> _Requirement_
Every record must be given again word for word; no picture belongs in the copy.

Start of Data excerpts

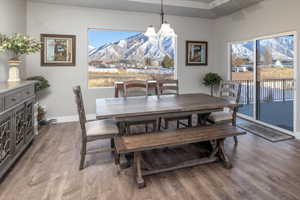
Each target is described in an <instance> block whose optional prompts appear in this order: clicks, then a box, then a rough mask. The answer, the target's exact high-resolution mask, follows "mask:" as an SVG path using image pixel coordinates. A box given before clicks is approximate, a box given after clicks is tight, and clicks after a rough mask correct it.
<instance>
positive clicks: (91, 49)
mask: <svg viewBox="0 0 300 200" xmlns="http://www.w3.org/2000/svg"><path fill="white" fill-rule="evenodd" d="M95 50H96V47H94V46H92V45H89V46H88V51H89V55H90V54H92V53H93V52H94V51H95Z"/></svg>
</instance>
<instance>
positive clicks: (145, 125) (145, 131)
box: [145, 123, 149, 133]
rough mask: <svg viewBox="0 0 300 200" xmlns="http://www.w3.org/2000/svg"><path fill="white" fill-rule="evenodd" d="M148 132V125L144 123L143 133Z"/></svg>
mask: <svg viewBox="0 0 300 200" xmlns="http://www.w3.org/2000/svg"><path fill="white" fill-rule="evenodd" d="M148 131H149V130H148V123H146V125H145V132H146V133H148Z"/></svg>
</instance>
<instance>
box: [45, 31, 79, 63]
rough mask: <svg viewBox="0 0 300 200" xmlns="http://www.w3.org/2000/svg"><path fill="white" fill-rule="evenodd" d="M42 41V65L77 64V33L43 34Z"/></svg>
mask: <svg viewBox="0 0 300 200" xmlns="http://www.w3.org/2000/svg"><path fill="white" fill-rule="evenodd" d="M41 42H42V49H41V66H75V64H76V36H75V35H54V34H41Z"/></svg>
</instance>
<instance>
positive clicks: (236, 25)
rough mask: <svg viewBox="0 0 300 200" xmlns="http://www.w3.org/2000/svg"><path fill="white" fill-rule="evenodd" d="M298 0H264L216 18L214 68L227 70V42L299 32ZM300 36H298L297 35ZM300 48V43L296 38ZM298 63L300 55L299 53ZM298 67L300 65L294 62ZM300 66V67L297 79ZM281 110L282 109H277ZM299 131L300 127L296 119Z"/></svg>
mask: <svg viewBox="0 0 300 200" xmlns="http://www.w3.org/2000/svg"><path fill="white" fill-rule="evenodd" d="M299 8H300V1H299V0H265V1H263V2H261V3H259V4H256V5H254V6H252V7H249V8H247V9H243V10H241V11H239V12H237V13H234V14H232V15H230V16H226V17H223V18H219V19H217V20H215V21H214V40H215V43H214V44H215V46H214V50H215V51H214V52H213V55H214V58H213V60H214V61H215V63H214V71H217V72H219V73H220V74H222V76H223V77H224V78H225V77H226V76H227V74H228V70H229V68H228V49H227V48H228V46H227V45H228V42H231V41H241V40H248V39H253V38H256V37H259V36H264V35H272V34H276V33H282V32H290V31H297V32H298V34H299V33H300V21H299V19H300V12H299ZM299 38H300V37H299V36H298V39H299ZM296 45H297V47H298V48H297V49H298V52H299V51H300V46H299V45H300V43H299V41H296ZM297 59H298V63H299V62H300V55H299V53H298V55H297ZM295 68H296V69H298V66H295ZM299 77H300V70H297V79H299ZM296 86H297V88H298V91H297V98H298V105H297V106H296V108H297V112H296V113H297V119H298V120H299V119H300V105H299V103H300V84H299V81H297V83H296ZM278 114H280V113H278ZM296 131H298V132H299V131H300V124H299V123H297V126H296Z"/></svg>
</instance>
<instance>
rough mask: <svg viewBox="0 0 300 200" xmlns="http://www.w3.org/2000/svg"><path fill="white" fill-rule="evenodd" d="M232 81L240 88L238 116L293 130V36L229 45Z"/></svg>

End of Data excerpts

> _Answer space_
Each target is described in an <instance> block whose optional prompts appear in this order: clicks, then a box, then a rough mask. The answer, the target's exact high-resolution mask, follows "mask:" as an SVG path using image pixel coordinates. A box given before clicks is approximate, a box given after clicks is tight, and clicks after a rough mask correct it.
<instance>
positive clicks: (91, 49)
mask: <svg viewBox="0 0 300 200" xmlns="http://www.w3.org/2000/svg"><path fill="white" fill-rule="evenodd" d="M95 50H96V47H94V46H92V45H89V46H88V51H89V55H90V54H92V53H93V52H94V51H95Z"/></svg>
</instance>
<instance>
positive clicks: (145, 125) (145, 131)
box: [145, 123, 149, 133]
rough mask: <svg viewBox="0 0 300 200" xmlns="http://www.w3.org/2000/svg"><path fill="white" fill-rule="evenodd" d="M148 132V125L144 123L143 133Z"/></svg>
mask: <svg viewBox="0 0 300 200" xmlns="http://www.w3.org/2000/svg"><path fill="white" fill-rule="evenodd" d="M148 131H149V130H148V123H146V125H145V132H146V133H148Z"/></svg>
</instance>
<instance>
box: [45, 31, 79, 63]
rough mask: <svg viewBox="0 0 300 200" xmlns="http://www.w3.org/2000/svg"><path fill="white" fill-rule="evenodd" d="M42 41V65L77 64V33L43 34Z"/></svg>
mask: <svg viewBox="0 0 300 200" xmlns="http://www.w3.org/2000/svg"><path fill="white" fill-rule="evenodd" d="M41 42H42V49H41V66H75V64H76V36H75V35H54V34H41Z"/></svg>
</instance>
<instance>
positive clicks: (236, 25)
rough mask: <svg viewBox="0 0 300 200" xmlns="http://www.w3.org/2000/svg"><path fill="white" fill-rule="evenodd" d="M298 0H264L216 18L214 68L227 70V42L299 32ZM300 36H298L297 35ZM300 48V43L296 38ZM298 63L300 55L299 53ZM298 67L300 65L294 62ZM300 66V67L297 79ZM281 110L282 109H277ZM299 131L300 127L296 119Z"/></svg>
mask: <svg viewBox="0 0 300 200" xmlns="http://www.w3.org/2000/svg"><path fill="white" fill-rule="evenodd" d="M299 8H300V1H299V0H265V1H263V2H261V3H259V4H256V5H254V6H252V7H249V8H247V9H243V10H241V11H239V12H237V13H234V14H232V15H230V16H226V17H223V18H219V19H217V20H215V21H214V40H215V43H214V44H215V46H214V50H215V51H214V52H213V55H214V58H213V60H214V61H215V63H214V71H217V72H219V73H220V74H222V76H223V77H224V78H225V77H226V76H227V74H228V70H229V68H228V49H227V48H228V46H227V45H228V42H231V41H241V40H248V39H253V38H256V37H259V36H264V35H272V34H276V33H282V32H290V31H297V32H298V34H299V33H300V21H299V19H300V12H299ZM299 38H300V37H299V36H298V39H299ZM296 45H297V47H298V48H297V49H298V52H299V51H300V46H299V45H300V43H299V41H296ZM297 59H298V63H299V62H300V55H299V53H298V55H297ZM295 68H296V69H298V66H295ZM299 77H300V70H297V79H299ZM296 86H297V88H298V91H297V98H298V105H297V106H296V108H297V112H296V113H297V119H298V120H299V119H300V105H299V103H300V84H299V81H297V83H296ZM278 114H280V113H278ZM296 131H298V132H299V131H300V124H299V123H297V126H296Z"/></svg>
</instance>
<instance>
rough mask: <svg viewBox="0 0 300 200" xmlns="http://www.w3.org/2000/svg"><path fill="white" fill-rule="evenodd" d="M232 81L240 88L238 116L293 130V36L229 45Z"/></svg>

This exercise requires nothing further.